Start of TEXT EXTRACT

Is systemd involved at all with these problems?
WONTFIX
No one has managed to make it work reliably on Windows either. I don't think I've ever encountered a laptop on which Suspend wasn't either a game of Russian Roulette, or a guaranteed way to require a restart.
Suspend is such a complicated feature that touches every part of the stack. I've found it works about 50/50. Every now and then I try it and it works for a while until a kernel update breaks it, eventually I try again in a few months and it's working again. I wouldn't support it if I wanted to remain sane.
If I mod you up, it doesn't necessarily mean I agree with what you've said, sorry.
This half-assed reply from johnv-valve reminds me why I don't bother submitting issues for projects hosted on GitHub. I've seen that kind of useless reply, followed by an immediate closure of what's apparently a legitimate bug report, way too often within GitHub. While this can happen with other bug reporting systems, too, I think that there's something with the GitHub culture and mindset that really promotes such disrespectful handling of bugs. Maybe it's the total lack of accountability, coupled with the "social coding" concept. More traditional non-GitHub bug tracking systems were just about that: tracking bugs. But GitHub adds the "social" aspect to it, which ends up just being a way for the project leaders to go on power trips, which often involve treating mere users of the software like total shit.

End of TEXT EXTRACT
Start of PROVIDED DATA

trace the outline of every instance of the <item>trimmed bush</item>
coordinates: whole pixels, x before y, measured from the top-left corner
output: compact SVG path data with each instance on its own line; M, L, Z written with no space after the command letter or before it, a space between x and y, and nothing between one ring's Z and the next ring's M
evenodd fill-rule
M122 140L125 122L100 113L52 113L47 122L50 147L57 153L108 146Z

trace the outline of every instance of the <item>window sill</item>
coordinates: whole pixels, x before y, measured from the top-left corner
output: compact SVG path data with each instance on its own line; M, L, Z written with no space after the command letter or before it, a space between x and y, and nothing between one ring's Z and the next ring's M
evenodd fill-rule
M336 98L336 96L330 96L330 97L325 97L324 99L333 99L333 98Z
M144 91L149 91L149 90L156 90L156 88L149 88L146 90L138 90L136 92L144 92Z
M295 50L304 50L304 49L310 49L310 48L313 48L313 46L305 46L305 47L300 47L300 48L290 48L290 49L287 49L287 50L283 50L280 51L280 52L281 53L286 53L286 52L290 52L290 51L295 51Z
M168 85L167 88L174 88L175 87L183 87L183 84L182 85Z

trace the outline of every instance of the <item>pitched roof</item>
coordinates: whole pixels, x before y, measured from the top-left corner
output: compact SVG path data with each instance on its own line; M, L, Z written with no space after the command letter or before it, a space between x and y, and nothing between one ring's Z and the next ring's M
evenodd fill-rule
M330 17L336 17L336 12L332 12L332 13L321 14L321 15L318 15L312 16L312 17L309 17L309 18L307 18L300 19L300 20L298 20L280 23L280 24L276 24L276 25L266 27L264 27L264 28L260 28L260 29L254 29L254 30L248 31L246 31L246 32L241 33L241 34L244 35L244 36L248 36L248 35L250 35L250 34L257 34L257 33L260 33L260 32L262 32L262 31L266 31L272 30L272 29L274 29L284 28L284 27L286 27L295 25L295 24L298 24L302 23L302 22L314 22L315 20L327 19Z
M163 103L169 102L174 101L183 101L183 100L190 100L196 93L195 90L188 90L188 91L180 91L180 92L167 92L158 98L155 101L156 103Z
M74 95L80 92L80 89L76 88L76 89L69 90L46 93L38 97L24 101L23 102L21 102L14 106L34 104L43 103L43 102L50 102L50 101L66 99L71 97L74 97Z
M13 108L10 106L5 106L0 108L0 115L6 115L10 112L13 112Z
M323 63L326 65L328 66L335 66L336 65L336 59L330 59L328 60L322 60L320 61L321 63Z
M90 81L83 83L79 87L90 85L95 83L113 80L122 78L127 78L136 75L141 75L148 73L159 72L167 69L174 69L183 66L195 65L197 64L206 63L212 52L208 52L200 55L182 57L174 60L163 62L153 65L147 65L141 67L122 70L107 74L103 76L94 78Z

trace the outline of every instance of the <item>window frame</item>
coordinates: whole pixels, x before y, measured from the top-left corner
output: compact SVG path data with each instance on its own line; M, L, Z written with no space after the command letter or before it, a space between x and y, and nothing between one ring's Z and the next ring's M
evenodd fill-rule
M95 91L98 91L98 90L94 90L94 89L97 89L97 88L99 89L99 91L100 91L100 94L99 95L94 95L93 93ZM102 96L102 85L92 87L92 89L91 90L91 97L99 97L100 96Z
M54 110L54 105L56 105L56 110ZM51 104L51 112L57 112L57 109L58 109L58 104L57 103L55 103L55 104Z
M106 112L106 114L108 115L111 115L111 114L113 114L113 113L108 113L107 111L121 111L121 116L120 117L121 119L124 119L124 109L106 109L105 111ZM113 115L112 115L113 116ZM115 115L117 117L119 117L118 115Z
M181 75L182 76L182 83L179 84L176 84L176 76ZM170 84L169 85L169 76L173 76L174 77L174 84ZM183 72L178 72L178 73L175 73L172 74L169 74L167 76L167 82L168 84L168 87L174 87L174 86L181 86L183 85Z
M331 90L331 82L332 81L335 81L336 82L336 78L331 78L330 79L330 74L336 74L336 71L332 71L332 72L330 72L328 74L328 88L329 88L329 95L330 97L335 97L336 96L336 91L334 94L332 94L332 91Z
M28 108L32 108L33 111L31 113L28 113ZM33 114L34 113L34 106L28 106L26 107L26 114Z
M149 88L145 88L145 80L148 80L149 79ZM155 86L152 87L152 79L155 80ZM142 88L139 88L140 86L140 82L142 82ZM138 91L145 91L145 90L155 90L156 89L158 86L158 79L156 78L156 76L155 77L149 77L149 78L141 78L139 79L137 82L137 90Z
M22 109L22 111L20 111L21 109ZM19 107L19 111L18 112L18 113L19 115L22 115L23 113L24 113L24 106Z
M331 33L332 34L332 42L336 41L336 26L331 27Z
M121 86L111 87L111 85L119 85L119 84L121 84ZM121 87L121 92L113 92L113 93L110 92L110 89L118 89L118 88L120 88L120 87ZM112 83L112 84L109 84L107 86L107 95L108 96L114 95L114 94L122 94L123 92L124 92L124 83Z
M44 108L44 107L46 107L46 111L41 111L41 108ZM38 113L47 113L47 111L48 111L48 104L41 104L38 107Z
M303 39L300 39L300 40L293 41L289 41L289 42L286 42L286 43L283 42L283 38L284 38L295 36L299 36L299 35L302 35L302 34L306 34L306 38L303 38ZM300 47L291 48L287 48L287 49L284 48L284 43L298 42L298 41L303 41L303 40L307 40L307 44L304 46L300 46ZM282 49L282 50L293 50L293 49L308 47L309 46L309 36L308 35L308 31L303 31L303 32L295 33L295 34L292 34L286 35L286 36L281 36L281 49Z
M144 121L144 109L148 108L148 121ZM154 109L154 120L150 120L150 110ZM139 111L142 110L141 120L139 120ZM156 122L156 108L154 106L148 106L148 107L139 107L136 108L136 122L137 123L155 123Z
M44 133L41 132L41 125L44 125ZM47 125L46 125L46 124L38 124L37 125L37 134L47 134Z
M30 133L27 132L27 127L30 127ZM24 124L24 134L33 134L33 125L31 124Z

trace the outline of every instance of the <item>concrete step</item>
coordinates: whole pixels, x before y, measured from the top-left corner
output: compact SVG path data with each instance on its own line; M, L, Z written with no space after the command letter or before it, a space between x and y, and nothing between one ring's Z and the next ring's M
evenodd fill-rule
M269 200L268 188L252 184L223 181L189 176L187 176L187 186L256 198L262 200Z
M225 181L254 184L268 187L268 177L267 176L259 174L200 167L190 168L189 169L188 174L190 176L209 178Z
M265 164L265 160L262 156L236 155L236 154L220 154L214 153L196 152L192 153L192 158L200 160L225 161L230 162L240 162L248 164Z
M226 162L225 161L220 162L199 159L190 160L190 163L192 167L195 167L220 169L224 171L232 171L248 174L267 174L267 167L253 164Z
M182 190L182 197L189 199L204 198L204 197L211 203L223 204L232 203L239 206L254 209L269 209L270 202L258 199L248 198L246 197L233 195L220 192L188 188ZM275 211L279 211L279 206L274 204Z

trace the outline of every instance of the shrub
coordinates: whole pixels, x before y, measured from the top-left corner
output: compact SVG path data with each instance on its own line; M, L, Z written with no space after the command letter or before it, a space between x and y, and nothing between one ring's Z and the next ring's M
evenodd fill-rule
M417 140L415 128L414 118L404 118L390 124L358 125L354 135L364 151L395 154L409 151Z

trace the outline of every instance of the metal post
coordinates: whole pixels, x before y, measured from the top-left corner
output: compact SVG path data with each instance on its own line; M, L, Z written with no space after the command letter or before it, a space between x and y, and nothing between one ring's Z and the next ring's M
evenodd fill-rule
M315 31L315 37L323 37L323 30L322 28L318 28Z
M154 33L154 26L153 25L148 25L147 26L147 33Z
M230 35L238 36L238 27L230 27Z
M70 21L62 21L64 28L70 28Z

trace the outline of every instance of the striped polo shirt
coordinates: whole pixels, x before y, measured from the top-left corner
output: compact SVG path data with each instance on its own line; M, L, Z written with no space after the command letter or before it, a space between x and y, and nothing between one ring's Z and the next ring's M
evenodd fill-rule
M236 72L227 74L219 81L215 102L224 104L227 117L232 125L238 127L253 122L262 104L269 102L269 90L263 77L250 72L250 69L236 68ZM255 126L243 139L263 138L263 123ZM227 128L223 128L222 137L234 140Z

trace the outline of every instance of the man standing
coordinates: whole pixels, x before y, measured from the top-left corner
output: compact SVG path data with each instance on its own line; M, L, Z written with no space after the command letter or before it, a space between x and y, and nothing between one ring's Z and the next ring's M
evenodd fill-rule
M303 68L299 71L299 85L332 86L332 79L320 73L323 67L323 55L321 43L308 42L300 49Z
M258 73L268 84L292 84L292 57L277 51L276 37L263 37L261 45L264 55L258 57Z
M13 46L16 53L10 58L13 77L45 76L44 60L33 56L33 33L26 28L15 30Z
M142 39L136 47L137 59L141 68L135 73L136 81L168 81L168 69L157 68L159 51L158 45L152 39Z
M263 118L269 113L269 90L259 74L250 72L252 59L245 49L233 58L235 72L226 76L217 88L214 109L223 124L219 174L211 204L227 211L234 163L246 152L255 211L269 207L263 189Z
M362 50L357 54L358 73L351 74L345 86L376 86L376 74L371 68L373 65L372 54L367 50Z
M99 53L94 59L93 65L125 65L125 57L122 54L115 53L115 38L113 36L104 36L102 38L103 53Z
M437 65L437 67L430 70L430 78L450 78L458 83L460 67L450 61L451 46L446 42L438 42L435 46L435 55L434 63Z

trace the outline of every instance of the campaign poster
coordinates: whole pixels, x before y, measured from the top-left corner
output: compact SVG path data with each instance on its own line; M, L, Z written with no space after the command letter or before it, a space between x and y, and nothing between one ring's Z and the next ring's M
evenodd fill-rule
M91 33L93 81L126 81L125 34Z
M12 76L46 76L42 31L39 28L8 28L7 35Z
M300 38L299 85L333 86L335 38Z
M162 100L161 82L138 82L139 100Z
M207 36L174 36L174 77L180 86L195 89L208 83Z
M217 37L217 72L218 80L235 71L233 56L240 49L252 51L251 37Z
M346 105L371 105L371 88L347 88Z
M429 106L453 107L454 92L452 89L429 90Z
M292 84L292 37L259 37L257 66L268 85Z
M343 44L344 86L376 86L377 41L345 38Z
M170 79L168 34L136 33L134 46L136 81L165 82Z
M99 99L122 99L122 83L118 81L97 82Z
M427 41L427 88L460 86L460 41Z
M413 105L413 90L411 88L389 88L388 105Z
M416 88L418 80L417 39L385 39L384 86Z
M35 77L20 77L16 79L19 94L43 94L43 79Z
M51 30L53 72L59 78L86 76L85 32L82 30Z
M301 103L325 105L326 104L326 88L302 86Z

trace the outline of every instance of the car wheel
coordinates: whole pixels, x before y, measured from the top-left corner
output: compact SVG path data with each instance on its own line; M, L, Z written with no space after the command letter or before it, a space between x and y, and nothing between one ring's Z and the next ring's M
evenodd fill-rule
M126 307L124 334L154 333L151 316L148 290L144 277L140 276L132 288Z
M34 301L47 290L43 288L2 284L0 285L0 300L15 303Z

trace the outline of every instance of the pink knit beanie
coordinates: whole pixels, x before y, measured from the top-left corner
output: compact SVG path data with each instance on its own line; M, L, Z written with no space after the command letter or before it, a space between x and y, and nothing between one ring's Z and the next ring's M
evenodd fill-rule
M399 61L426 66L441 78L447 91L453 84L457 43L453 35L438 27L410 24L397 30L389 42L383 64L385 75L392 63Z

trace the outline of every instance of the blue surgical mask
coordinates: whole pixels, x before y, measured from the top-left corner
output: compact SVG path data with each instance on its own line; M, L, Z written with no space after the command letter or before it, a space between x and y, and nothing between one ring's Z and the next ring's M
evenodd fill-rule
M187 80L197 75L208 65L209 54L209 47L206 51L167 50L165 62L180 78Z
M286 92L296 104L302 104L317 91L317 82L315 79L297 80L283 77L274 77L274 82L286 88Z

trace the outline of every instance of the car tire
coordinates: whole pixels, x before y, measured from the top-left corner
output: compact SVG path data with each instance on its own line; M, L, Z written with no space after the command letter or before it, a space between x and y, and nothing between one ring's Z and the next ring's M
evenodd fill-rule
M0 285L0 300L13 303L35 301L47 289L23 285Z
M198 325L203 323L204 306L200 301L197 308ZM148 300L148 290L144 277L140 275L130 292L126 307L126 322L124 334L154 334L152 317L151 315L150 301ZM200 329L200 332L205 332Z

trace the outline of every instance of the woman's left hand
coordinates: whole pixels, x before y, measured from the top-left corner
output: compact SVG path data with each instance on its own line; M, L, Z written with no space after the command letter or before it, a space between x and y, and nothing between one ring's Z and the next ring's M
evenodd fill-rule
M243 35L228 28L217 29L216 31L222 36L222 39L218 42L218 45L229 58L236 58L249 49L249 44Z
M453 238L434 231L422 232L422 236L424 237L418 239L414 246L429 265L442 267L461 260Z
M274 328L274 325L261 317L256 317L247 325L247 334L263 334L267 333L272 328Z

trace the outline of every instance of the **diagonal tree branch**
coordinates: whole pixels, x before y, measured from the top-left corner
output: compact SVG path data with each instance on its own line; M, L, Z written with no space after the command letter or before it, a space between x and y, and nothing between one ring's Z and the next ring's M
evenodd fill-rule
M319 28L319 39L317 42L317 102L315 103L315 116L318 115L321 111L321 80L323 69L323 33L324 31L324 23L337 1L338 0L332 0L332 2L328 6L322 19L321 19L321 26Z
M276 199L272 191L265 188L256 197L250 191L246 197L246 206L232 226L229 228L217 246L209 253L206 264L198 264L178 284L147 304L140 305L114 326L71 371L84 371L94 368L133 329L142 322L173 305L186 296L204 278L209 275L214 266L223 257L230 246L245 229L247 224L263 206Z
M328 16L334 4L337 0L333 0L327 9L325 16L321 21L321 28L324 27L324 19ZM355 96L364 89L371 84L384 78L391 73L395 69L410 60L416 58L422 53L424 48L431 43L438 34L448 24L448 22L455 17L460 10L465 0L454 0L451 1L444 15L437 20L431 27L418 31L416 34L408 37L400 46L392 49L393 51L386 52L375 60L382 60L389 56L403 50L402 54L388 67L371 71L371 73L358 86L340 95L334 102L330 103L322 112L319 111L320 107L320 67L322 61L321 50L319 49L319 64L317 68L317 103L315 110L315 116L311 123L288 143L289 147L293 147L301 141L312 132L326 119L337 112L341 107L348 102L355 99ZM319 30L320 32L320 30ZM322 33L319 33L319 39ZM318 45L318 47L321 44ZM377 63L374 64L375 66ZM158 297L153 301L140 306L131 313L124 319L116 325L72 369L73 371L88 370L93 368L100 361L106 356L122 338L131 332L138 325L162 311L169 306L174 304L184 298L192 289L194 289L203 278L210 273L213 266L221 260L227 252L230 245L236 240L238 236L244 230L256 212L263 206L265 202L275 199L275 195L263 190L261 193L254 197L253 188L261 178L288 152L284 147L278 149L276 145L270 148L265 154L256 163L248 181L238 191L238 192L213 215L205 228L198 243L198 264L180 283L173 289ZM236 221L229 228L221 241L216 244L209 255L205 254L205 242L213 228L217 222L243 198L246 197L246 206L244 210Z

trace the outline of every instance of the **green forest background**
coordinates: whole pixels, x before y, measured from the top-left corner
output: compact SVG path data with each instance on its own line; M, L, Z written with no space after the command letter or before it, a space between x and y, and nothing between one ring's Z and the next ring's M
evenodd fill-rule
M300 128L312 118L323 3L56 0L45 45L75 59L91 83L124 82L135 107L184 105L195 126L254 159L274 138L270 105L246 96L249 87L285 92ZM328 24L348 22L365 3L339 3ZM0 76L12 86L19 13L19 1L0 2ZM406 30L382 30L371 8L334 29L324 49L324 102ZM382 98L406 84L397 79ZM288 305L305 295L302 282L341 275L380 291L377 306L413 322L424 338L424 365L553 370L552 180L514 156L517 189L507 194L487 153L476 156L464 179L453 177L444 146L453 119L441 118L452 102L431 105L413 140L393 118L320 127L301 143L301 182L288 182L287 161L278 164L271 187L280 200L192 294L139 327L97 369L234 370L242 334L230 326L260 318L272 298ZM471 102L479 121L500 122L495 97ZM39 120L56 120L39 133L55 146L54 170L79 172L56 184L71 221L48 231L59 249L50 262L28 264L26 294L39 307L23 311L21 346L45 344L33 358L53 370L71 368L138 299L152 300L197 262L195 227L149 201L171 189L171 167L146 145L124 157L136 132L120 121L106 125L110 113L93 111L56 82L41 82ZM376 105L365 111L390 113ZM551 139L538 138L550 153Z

End of PROVIDED DATA

OBJECTIVES:
• 1. Answer from the suspend thread:
(a) How often does one commenter say suspend works?
(b) Whose reply gets called half-assed?
(c) What breaks suspend again after it has worked for a while?
• 2. Please pick up the suspend thread after its final sentence and keep it going.
The records have no connection to the suspend thread.

PER-TASK OUTPUTS:
• 1.
(a) About 50/50.
(b) johnv-valve's.
(c) A kernel update.

• 2.
But even disrespectful bug closures like that don't match up to the pathetic "code of conduct" controversy bullshit we saw recently. I've been involved with open source software development for a couple of decades. We didn't need bullshit "code of conducts" before this GitHub era, because our coding wasn't "social". We were writing open source software to solve real problems, or to make our lives easier. We weren't coding as a way to attract attention, or to see who had a bigger e-penis, or to treat others like shit just so we can feel like we have "power" over others. We just naturally treated one another with respect, so we didn't need some lengthy, goddamn list of rules governing each and every possible aspect of our social interactions! It's only now that the coding becomes secondary to the "social" that all this bullshit about "code of conducts" starts coming up, and it's really quite pathetic!
Suspend is a key feature, and energy costs more than ever. It's not acceptable not to suspend. Many people won't shut down, and if they can't suspend, they'll just leave the system on and turn off the display.
I hope they're at least using the lowest power states when at idle, and with a governor more intelligent than ondemand.
"You're right," Fisheye says. "I should have set it on 'whip' or 'chop.'"
Considering the push for the "Year of the Linux Desktop" it's strange Ubuntu does not support hibernate and hasn't for years now. Hibernate is important, because unlike suspend it does not require power.
It's annoying to have the computer shutdown when it runs out of power instead of simply hibernating.
...wake from suspend is a whole lot worse.
Tried getting my wireless logitech keyboard to wake up my ubuntu-installed intel NUC to wake from sleep, but I can't get it to work.
Logitech's Unifying receiver can wake from sleep on Windows out of the box, but ubuntu needs hacks and tweaks... of which I can't get to work.
Having to get out of the chair and lean over to hit the power button on the computer should not be a feature when there's a wireless keyboard on the couch.
READY.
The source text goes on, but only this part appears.